◆ EXERCISE REQUIREMENTS ◆
Rewrite the records between the lines holding "like [(18, 570)]." and "[(581, 569), (503, 575), (65, 740), (800, 558)]", inclusive, adding 112 to every coordinate value in the answers. Keep the requests and their sample coordinates unchanged.

(Point annotation data excerpts)
___

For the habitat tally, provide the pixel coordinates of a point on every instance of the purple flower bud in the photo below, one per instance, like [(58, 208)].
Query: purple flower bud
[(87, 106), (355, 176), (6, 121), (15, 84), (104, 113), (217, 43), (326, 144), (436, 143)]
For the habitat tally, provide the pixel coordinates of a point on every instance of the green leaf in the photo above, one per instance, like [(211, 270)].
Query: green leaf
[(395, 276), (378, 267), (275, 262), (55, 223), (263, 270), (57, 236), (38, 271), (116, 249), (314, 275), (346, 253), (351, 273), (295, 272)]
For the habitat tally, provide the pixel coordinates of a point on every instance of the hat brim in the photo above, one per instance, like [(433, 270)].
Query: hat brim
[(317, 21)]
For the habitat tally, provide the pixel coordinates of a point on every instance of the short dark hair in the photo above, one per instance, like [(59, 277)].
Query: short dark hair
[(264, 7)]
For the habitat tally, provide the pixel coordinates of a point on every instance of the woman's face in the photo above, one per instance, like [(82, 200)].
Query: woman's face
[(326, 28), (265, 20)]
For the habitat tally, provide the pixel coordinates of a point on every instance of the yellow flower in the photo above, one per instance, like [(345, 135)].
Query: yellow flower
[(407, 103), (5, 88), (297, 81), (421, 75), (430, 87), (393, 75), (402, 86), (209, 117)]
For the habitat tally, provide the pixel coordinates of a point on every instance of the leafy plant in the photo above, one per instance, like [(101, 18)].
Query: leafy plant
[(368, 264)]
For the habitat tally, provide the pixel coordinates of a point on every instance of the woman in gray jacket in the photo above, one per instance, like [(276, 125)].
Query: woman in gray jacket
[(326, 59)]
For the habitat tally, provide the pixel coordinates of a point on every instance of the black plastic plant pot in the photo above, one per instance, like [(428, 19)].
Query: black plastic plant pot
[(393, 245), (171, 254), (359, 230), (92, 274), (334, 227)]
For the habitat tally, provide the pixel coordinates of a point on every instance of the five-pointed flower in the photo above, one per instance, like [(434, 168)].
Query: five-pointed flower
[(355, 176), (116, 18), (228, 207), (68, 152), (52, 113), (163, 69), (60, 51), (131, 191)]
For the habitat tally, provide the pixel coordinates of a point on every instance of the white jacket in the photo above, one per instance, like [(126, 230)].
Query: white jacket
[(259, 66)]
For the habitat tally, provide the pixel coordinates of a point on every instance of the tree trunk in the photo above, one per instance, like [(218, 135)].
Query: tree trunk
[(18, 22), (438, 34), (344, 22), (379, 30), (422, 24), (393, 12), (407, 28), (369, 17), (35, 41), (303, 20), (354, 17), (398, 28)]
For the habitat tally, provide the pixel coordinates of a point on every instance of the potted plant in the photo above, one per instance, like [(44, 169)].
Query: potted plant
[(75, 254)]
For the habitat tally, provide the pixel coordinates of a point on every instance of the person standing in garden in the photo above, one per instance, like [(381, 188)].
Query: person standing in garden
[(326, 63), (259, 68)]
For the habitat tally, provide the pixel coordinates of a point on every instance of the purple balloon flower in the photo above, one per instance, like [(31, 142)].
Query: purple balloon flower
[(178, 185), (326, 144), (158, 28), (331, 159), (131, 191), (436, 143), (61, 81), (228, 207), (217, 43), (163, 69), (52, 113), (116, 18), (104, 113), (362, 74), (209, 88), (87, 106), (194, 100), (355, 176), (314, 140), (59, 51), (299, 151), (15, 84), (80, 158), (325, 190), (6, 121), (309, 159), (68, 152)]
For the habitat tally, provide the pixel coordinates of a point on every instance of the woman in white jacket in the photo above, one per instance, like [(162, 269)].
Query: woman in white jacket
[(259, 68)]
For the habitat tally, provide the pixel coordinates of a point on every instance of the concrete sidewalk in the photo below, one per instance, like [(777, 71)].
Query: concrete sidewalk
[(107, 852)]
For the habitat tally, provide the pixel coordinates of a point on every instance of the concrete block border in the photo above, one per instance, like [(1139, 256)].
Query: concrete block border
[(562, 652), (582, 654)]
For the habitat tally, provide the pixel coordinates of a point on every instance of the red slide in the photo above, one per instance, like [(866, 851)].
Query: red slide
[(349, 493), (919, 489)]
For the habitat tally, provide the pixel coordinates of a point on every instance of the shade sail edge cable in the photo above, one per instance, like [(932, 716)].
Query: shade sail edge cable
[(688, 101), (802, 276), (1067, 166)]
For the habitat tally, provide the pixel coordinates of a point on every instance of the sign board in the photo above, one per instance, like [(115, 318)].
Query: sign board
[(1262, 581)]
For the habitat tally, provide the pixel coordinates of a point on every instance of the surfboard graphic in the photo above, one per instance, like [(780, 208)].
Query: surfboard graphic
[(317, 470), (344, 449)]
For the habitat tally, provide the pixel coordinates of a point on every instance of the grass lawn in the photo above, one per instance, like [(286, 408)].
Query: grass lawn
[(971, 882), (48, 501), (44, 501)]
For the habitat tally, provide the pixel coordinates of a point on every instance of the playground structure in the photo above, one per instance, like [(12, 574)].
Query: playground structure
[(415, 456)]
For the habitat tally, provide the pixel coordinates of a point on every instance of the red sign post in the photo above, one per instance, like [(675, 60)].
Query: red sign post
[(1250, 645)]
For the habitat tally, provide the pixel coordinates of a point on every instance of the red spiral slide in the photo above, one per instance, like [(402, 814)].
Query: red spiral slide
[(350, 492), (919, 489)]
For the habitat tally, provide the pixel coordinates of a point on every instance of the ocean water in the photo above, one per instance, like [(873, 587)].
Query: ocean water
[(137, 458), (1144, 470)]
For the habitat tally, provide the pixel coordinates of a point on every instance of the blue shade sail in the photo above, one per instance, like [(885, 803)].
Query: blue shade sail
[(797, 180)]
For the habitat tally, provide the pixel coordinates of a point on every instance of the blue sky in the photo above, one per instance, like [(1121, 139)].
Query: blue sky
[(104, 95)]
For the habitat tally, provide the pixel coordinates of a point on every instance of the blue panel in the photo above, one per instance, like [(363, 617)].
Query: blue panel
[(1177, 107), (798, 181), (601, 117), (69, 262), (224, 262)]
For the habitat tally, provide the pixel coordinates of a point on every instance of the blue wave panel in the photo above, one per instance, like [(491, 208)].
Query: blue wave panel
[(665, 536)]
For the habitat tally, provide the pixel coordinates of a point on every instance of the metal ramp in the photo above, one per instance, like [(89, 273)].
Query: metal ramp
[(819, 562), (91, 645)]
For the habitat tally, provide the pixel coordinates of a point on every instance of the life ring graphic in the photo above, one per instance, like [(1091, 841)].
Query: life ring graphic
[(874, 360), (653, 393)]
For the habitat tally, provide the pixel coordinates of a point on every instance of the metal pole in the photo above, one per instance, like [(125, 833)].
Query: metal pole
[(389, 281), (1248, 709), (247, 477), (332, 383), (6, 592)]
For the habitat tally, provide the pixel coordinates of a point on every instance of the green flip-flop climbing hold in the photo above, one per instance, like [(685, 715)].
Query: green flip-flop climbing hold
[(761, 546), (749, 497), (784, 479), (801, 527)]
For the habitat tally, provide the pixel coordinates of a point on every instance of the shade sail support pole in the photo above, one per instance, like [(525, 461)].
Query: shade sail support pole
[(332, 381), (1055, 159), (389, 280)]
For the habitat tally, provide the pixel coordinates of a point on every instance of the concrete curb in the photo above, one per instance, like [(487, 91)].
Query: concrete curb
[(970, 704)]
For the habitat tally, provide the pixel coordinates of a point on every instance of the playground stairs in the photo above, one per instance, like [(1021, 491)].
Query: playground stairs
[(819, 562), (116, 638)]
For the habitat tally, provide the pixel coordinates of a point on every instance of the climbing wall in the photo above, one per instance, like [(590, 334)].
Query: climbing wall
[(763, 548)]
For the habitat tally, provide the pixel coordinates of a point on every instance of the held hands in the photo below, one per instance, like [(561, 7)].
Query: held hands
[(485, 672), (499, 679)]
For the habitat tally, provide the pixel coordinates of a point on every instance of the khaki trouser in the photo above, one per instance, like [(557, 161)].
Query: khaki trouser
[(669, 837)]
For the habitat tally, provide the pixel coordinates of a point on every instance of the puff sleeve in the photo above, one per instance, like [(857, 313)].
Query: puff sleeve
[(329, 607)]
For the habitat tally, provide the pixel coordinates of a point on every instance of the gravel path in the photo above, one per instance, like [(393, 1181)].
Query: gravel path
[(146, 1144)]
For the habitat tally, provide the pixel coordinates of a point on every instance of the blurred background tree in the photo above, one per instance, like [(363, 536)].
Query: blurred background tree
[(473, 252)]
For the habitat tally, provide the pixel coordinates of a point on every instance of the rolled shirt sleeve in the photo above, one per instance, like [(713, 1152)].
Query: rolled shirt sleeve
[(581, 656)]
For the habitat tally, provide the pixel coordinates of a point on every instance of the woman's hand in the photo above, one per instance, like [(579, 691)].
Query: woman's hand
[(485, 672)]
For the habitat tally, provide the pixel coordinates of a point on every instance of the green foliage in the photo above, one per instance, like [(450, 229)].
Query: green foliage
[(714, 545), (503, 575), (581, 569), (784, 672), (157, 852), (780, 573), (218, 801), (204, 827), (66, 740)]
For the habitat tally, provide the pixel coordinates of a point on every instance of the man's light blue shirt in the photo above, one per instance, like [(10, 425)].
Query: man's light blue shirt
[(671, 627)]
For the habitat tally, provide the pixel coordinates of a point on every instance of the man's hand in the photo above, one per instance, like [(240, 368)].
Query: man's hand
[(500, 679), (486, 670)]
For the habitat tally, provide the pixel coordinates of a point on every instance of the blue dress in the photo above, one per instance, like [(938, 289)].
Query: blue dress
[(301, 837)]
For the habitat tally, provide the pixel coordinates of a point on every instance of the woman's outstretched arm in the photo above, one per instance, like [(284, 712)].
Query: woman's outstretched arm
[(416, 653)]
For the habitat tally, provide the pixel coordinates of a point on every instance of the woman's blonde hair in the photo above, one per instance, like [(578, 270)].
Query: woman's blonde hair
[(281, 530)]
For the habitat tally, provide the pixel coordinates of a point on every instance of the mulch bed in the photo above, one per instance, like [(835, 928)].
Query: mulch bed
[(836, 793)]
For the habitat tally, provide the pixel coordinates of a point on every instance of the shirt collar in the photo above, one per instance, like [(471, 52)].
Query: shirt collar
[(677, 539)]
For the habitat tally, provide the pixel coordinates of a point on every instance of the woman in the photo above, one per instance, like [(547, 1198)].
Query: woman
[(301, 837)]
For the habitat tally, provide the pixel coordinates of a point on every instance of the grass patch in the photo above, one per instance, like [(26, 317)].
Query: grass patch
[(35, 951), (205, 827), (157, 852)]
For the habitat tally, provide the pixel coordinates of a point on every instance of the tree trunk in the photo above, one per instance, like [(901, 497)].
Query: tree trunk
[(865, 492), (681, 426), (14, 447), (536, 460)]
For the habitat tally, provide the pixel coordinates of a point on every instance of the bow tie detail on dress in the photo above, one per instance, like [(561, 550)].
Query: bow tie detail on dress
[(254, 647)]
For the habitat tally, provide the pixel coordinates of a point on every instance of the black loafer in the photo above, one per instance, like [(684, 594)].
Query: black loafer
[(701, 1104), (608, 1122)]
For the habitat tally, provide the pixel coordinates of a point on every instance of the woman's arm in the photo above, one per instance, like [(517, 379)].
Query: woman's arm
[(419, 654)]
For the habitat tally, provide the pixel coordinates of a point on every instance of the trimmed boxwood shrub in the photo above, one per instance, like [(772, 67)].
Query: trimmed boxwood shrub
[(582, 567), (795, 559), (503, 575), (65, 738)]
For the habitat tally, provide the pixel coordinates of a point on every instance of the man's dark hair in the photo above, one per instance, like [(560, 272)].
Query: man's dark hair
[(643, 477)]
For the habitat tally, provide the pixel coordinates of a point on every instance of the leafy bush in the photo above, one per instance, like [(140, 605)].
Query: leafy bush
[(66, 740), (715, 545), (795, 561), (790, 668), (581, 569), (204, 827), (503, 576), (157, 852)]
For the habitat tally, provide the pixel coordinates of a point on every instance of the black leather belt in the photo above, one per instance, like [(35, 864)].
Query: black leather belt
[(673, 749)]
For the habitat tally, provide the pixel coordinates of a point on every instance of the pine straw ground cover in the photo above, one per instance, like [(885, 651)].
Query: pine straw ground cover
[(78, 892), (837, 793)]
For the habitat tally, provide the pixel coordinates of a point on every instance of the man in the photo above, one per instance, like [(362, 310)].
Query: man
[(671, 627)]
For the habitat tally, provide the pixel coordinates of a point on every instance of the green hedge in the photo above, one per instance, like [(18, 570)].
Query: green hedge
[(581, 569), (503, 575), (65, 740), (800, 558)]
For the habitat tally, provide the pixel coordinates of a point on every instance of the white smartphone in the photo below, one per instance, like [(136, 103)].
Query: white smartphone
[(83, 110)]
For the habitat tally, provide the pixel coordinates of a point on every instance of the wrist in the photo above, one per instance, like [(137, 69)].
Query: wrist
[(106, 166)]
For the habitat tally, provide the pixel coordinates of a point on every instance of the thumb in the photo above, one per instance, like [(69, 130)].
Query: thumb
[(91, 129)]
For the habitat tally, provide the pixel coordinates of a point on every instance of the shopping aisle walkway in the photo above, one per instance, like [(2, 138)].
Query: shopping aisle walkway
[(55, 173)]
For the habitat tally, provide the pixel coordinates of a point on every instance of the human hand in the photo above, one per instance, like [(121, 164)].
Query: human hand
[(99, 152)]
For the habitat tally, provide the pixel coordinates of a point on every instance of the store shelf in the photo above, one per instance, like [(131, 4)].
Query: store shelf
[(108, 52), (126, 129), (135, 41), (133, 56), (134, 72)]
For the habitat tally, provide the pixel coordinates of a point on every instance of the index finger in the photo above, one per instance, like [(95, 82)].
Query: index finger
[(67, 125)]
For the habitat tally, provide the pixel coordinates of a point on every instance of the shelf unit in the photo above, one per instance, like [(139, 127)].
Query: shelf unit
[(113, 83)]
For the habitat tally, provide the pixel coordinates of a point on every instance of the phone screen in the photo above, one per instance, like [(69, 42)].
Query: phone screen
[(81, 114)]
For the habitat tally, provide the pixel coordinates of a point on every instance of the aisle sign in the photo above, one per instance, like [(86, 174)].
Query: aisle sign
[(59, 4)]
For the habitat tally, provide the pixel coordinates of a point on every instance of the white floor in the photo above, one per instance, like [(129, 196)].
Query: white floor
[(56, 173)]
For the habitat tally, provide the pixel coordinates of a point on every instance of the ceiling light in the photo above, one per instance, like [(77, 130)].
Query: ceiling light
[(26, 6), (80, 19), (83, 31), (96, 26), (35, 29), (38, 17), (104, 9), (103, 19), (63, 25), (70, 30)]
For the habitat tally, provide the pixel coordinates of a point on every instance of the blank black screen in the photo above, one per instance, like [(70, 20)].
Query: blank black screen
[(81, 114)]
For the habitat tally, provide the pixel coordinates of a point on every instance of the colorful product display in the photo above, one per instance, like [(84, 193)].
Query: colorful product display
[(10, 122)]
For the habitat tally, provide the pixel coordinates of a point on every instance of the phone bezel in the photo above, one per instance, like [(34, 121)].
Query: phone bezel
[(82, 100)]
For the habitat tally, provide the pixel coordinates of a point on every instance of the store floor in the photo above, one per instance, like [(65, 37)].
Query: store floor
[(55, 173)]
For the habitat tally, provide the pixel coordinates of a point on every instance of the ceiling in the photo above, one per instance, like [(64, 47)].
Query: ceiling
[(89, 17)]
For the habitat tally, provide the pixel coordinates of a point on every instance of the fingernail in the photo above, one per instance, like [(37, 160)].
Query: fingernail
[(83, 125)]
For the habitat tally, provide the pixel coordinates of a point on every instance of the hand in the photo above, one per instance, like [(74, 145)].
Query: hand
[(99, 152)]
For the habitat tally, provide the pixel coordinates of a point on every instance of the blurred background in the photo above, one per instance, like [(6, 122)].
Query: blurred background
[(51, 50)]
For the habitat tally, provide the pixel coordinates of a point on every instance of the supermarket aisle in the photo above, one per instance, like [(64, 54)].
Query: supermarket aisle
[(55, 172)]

___

◆ COMPLETE ANSWER ◆
For the habitat tally, provide the pixel coordinates of a point on every instance of the green hedge in the photo above, one per instance, like [(18, 570)].
Query: green hedge
[(693, 681), (615, 687), (177, 852), (912, 670)]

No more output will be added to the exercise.